* _Given entries_:
- - - - -
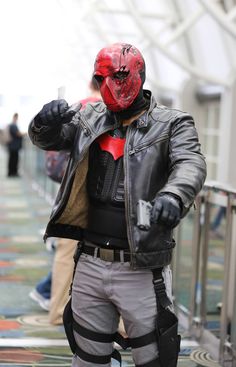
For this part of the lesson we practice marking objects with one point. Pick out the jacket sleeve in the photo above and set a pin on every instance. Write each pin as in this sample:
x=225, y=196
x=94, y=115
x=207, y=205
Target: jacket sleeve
x=187, y=166
x=54, y=136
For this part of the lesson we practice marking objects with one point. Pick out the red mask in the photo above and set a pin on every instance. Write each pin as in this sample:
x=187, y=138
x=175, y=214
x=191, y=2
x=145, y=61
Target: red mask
x=117, y=69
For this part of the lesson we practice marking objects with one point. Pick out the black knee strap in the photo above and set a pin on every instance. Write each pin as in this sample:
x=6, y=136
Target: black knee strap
x=153, y=363
x=104, y=359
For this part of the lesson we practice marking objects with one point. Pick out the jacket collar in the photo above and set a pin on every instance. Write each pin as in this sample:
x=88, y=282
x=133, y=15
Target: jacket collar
x=143, y=120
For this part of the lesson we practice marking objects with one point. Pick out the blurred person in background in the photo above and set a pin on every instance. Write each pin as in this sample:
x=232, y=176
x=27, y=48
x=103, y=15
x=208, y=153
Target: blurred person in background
x=14, y=146
x=122, y=150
- - - - -
* _What needs to be done_:
Rescale the records that begin at the line containing "the jacket collar" and end after the line containing "x=143, y=120", and give back only those lines, requests included. Multiply every x and y coordinate in the answers by 1.9 and round to whole numbers with halves going up; leave the requests and their sample coordinates unchanged.

* _Solution to this task_:
For this part of the lesson we practice marking objects with one point. Pick out the jacket collar in the photo above and set a pin on every instance. Write each pin as in this sample:
x=88, y=282
x=133, y=15
Target: jacket collar
x=272, y=228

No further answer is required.